物体の指し示しに関するデータセットの抜粋
■ ■ ■ ■
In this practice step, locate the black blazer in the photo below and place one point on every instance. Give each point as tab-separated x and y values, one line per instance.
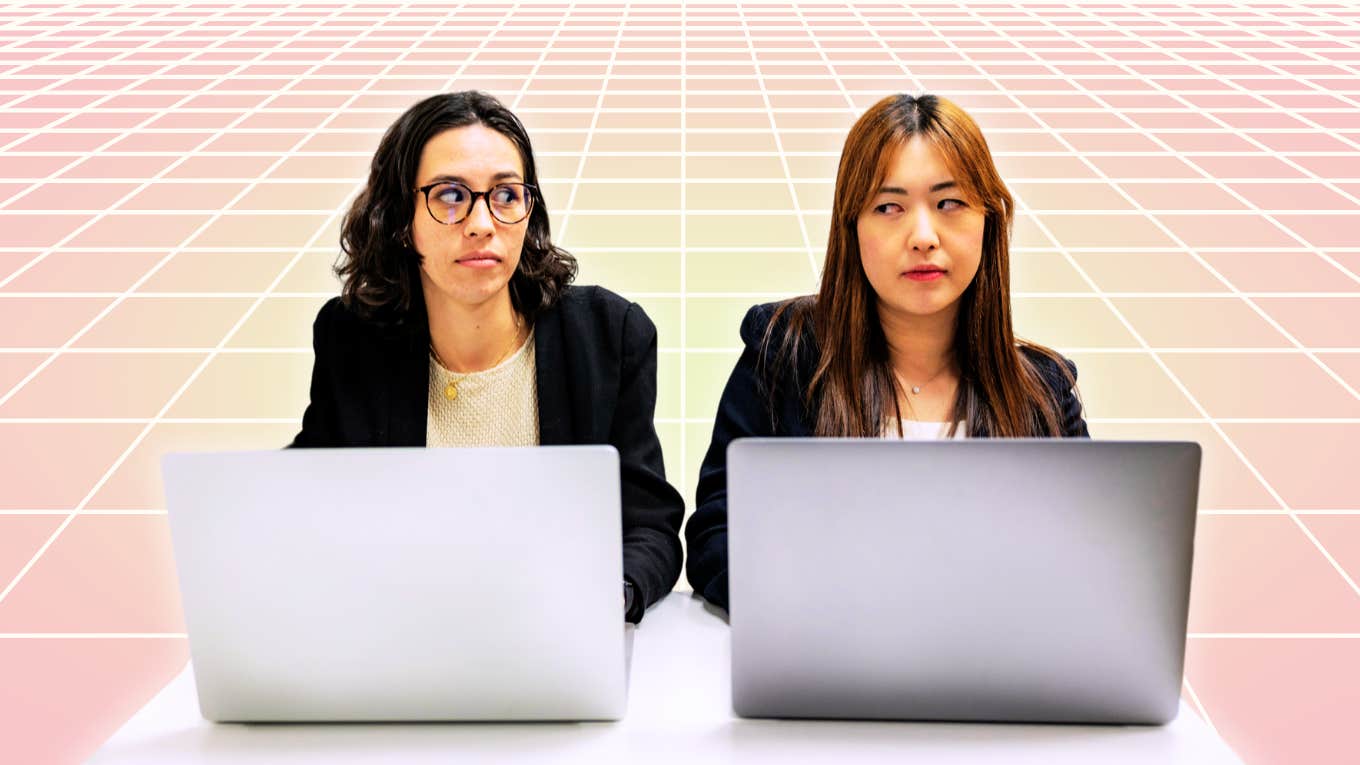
597	384
744	411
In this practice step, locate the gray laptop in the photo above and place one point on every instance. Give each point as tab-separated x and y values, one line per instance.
401	584
1019	580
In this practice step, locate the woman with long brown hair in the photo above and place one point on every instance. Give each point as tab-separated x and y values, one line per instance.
910	331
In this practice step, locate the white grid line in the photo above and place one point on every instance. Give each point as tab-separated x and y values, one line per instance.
1181	385
193	376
■ ■ ■ ■
上のレコードに出てくる「practice step」をすべて「exercise」に変え、ほかは一切変えずにもう一度書いてください。画像は解答に含めない。

In this exercise, locate the black blazer in the photo below and place one point on every instance. Give each point as tab-separated x and y values, one line per instance.
597	384
744	411
In this exercise, locate the gray laptop in the photo above and place one point on every instance. Give each point as tab-separated x and y values, one line per instance.
401	584
1019	580
In this exercise, locate the woman with long brown hair in the photo above and place one point on every instance. Give each point as tab-separated x and y values, one line per instance.
910	331
In this exercise, locate the white grid line in the photo above and place one point on every instance. Give each point as tab-separated x and y values, one line per instance.
1181	385
193	376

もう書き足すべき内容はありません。